PROBLEM TO WORK ON: Which lines in the entries below contain the string "bird" with matching case? Report each such line in full.
--- Start of DATASET ENTRIES ---
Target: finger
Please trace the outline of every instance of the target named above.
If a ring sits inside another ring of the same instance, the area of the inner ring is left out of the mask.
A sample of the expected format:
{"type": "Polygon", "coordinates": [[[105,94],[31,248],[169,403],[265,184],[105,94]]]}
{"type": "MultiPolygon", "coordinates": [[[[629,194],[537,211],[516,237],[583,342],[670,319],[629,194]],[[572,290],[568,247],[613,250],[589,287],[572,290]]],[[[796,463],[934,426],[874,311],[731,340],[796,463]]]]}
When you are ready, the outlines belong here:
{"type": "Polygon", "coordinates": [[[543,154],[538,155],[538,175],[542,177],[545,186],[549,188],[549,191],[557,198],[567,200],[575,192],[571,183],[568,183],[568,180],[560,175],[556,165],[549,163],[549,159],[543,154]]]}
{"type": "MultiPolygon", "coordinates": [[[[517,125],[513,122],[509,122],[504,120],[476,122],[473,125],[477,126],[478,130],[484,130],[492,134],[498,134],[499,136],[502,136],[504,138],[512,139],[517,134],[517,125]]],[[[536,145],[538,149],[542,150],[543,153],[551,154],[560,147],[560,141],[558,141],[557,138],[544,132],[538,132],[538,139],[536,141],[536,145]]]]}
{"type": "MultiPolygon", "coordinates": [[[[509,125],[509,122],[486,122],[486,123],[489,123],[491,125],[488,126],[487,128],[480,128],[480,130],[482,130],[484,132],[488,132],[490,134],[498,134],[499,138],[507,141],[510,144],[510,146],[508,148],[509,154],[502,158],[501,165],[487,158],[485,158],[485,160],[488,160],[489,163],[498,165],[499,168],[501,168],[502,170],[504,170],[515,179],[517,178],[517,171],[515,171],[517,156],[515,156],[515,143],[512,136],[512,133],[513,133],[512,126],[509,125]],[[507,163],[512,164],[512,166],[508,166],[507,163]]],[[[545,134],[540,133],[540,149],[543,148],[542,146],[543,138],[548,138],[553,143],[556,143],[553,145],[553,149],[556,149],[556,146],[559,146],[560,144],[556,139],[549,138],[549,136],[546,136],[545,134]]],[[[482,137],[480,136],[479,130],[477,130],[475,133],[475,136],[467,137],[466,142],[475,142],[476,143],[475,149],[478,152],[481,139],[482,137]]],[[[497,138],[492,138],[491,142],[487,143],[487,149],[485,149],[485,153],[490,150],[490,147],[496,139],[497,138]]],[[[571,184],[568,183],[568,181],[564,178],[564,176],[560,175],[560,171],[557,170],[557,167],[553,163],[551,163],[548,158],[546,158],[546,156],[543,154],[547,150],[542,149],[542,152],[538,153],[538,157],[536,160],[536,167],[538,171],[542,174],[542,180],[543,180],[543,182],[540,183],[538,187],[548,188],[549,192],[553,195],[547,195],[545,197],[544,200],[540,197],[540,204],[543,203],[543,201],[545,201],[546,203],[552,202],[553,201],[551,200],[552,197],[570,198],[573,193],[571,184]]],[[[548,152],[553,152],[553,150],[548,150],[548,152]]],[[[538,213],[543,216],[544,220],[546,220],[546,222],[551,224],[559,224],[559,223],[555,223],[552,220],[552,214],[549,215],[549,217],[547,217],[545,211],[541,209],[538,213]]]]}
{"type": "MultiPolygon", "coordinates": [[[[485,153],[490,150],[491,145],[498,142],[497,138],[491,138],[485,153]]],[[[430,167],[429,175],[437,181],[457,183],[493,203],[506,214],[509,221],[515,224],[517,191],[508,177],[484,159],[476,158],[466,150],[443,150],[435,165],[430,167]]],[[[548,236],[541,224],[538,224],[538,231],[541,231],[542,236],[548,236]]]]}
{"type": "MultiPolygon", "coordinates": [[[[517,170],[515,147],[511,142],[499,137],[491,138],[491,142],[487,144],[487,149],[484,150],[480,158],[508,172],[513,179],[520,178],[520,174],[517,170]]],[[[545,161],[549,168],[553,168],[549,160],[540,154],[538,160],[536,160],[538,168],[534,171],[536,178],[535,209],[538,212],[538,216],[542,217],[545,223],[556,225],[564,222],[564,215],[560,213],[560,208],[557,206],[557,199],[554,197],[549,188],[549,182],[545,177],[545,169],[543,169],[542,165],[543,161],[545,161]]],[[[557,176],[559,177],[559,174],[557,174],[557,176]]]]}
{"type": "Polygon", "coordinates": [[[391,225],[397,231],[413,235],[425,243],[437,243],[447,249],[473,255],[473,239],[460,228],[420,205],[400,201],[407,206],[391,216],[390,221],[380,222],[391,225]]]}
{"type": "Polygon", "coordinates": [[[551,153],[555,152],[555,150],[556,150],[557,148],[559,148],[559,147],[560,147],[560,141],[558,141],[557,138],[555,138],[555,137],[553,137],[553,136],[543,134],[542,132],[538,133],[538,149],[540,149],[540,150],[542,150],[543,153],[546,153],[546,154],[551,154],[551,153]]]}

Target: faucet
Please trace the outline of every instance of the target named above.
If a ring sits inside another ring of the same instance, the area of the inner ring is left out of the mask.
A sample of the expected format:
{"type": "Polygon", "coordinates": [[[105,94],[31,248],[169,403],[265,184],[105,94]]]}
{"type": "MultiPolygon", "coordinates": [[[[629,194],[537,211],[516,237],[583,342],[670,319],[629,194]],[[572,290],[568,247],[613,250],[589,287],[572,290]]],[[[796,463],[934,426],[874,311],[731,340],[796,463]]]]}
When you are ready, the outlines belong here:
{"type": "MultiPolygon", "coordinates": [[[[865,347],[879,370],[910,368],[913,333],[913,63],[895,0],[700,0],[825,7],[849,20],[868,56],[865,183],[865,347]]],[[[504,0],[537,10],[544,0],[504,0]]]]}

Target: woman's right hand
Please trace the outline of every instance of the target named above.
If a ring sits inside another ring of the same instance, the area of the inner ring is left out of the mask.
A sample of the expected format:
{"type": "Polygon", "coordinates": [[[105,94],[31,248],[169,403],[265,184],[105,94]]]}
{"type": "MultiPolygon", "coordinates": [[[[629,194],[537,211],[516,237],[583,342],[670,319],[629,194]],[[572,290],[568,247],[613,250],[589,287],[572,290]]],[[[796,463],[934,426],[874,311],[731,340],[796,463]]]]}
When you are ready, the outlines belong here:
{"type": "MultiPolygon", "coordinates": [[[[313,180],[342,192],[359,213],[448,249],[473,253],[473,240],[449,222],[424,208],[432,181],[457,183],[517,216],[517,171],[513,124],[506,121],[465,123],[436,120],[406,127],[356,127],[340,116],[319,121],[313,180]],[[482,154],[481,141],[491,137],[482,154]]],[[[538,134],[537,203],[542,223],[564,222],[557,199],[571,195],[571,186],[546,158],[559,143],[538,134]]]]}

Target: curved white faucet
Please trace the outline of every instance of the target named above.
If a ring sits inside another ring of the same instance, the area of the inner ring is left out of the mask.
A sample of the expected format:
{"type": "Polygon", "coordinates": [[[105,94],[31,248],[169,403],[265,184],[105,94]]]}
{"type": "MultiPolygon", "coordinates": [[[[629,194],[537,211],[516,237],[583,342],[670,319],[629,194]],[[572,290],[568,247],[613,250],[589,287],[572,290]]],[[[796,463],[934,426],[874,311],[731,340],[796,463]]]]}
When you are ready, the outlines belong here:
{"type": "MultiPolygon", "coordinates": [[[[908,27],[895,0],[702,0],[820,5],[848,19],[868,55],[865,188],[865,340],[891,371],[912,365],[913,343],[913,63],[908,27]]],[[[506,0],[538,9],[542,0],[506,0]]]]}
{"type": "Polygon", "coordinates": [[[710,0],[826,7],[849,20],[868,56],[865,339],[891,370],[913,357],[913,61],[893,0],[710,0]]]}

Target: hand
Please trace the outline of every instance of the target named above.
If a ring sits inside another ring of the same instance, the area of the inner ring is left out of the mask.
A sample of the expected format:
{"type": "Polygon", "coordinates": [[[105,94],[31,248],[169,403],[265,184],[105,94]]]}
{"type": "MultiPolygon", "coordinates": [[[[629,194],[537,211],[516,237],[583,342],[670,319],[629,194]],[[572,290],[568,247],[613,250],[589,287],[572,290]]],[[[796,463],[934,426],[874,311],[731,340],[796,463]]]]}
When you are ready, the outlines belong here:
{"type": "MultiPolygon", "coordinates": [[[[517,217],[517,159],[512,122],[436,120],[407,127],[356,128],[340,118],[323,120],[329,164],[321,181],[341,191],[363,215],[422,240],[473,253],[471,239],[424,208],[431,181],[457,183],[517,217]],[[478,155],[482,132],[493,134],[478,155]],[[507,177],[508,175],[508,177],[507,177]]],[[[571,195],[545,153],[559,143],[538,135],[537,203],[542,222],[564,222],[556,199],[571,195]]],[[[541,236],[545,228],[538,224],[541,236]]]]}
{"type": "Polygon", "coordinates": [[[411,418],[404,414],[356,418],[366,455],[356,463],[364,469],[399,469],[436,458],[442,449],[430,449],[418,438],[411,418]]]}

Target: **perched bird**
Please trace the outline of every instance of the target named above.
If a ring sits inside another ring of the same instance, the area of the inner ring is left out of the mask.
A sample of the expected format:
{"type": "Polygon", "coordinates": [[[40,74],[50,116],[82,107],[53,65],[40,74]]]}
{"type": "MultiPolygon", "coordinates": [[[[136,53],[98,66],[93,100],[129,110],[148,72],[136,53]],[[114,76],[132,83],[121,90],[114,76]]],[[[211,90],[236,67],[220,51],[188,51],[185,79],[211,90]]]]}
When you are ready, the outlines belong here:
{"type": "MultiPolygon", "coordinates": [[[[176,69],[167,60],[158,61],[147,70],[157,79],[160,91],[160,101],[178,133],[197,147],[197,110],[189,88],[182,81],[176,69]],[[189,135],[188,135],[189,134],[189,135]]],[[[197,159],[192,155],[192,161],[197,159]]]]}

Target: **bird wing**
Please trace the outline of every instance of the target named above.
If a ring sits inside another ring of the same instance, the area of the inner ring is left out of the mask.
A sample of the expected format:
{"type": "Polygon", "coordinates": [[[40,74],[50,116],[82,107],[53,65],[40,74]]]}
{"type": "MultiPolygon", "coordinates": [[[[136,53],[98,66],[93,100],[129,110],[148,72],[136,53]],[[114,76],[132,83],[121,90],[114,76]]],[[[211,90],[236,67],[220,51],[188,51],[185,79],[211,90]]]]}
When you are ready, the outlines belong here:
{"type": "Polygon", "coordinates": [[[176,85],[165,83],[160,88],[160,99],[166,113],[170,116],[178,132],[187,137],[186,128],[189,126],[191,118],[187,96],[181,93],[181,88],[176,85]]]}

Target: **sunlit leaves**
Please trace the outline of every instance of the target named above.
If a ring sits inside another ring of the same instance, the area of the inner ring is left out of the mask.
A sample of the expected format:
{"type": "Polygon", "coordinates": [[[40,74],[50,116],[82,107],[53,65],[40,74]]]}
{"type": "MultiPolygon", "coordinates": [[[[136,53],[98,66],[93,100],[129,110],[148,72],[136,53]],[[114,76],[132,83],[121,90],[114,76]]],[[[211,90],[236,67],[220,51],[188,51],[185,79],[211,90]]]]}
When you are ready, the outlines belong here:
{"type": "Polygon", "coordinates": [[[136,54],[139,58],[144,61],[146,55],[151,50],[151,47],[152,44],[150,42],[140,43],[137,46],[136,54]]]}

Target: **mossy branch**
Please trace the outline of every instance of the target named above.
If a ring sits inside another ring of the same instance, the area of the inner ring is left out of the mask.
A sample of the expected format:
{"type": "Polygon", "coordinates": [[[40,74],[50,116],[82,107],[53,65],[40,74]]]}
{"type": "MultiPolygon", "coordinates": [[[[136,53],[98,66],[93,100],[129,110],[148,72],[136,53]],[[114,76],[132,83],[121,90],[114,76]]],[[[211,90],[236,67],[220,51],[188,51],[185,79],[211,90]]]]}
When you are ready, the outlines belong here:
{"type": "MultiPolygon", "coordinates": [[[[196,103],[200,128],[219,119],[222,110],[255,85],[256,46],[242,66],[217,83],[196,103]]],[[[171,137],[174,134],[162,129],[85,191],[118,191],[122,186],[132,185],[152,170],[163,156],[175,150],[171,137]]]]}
--- End of DATASET ENTRIES ---
THE ANSWER:
Target: **perched bird**
Target: **bird wing**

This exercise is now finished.